§ INSTRUCTIONS TO FOLLOW:
Take the line containing "Practice task. Find the pink" and every line after it in the data below, and print them exactly as given, with nothing else.

§ GIVEN RECORDS:
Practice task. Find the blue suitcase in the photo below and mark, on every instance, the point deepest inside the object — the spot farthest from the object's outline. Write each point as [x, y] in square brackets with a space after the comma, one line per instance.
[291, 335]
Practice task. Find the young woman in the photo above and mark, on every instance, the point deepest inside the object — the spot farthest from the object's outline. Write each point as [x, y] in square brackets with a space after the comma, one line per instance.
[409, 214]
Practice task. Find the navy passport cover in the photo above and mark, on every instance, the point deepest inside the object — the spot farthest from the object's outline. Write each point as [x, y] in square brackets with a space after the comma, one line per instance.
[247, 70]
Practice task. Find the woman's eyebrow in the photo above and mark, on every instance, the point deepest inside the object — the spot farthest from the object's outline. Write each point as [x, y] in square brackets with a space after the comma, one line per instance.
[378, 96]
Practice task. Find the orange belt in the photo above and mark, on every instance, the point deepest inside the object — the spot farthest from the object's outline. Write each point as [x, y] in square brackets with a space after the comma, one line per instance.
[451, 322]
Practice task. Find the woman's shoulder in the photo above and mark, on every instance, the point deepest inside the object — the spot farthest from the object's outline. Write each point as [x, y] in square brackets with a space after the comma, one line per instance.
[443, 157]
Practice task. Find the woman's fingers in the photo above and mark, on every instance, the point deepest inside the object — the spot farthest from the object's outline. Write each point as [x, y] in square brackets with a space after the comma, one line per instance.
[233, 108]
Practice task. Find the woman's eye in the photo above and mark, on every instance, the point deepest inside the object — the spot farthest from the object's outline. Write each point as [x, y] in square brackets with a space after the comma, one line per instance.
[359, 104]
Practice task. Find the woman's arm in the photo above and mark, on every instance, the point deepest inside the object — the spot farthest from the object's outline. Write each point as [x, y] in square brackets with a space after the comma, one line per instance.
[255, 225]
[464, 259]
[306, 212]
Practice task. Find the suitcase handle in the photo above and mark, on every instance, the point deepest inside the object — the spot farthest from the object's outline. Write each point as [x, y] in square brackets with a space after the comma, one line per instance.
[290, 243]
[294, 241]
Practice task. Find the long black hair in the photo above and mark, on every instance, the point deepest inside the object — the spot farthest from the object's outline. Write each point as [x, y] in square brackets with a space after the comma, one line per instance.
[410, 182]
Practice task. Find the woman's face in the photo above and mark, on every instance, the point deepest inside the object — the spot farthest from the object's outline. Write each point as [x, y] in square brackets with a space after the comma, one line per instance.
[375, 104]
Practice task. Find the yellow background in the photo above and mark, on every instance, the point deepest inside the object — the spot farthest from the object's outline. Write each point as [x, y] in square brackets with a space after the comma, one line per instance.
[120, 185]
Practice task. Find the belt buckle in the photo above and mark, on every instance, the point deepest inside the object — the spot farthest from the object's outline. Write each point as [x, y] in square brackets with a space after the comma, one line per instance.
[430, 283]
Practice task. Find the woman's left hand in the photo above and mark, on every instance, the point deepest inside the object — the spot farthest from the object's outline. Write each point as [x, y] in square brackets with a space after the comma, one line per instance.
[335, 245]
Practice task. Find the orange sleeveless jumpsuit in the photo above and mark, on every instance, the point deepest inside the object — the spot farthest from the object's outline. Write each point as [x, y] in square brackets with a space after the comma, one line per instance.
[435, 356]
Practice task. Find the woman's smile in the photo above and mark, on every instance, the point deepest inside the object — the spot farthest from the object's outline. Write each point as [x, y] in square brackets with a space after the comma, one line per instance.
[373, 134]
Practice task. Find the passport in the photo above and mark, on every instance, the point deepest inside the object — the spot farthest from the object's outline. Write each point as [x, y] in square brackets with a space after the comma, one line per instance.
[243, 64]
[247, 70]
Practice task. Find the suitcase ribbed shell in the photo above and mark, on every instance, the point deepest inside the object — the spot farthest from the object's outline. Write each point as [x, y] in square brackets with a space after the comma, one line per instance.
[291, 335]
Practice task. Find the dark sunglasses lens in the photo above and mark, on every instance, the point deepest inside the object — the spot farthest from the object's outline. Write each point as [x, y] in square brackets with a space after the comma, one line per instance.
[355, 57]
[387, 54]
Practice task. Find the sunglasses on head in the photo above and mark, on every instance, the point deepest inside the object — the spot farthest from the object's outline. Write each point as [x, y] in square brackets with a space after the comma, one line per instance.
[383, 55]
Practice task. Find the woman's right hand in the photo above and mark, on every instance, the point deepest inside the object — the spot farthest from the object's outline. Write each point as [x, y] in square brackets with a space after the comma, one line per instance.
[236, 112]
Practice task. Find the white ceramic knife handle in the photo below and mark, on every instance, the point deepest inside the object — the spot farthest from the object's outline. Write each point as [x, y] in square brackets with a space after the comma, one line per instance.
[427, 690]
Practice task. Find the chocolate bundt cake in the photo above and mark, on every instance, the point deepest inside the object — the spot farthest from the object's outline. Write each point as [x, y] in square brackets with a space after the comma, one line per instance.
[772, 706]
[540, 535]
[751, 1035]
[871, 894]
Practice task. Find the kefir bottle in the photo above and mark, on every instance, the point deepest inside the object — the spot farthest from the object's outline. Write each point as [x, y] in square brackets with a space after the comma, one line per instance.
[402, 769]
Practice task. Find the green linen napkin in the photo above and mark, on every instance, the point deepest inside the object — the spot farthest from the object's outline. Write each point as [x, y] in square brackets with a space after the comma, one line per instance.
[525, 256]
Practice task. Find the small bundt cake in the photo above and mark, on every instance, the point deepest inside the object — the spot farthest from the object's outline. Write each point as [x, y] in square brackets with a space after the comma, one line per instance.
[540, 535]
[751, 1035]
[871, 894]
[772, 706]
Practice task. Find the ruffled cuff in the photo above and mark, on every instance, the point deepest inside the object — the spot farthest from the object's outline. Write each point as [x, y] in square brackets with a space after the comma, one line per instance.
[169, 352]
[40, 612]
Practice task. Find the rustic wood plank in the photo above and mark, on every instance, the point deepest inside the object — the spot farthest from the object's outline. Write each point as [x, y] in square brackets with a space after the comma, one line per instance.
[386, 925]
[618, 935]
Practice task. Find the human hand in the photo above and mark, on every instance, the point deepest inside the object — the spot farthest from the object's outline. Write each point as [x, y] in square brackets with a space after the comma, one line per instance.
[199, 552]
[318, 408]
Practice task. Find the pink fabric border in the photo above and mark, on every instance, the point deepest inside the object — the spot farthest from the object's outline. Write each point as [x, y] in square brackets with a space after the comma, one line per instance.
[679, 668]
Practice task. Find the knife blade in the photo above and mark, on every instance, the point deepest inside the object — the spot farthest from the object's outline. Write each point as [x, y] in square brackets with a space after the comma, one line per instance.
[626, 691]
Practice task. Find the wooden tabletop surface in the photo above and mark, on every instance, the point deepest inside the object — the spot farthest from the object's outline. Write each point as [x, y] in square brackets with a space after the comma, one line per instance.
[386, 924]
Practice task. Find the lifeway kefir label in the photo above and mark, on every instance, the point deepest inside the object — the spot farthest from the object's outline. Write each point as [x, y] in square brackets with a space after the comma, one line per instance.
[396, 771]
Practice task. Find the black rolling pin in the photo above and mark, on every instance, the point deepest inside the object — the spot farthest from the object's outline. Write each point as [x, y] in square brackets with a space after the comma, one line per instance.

§ COMPLETED EXERCISE:
Practice task. Find the pink fabric border in the photo above and mark, on every instance, the point deepest inside the object — the spot farthest from the object's outline. Write each point as [x, y] in square brackets with a space after the comma, one line per instance.
[679, 668]
Practice task. Find the knife blade in the photo above and mark, on every instance, the point deepest inside the object — the spot farthest from the object's outline. Write each point as [x, y] in square brackets with a space after the comma, one line per instance.
[626, 691]
Practice task. Find the wooden tabletop surface in the photo above and mark, on every instance, the point deepest inside the object — the spot farthest from the object's outline. Write each point as [x, y] in square brackets with a space after the comma, one line per instance.
[386, 924]
Practice task. Find the lifeway kefir label in the photo above and mark, on every instance, the point deepest inside the object — the spot farthest from the object's outline. Write each point as [x, y] in square brackets with a space after the comma, one line per instance.
[396, 771]
Practice task. Find the black rolling pin in the photo above and mark, on every instance, the point deepest inside the object — the spot farthest from the object's outline. Write each point as [x, y] in square brackets with a space after the comma, one line per instance.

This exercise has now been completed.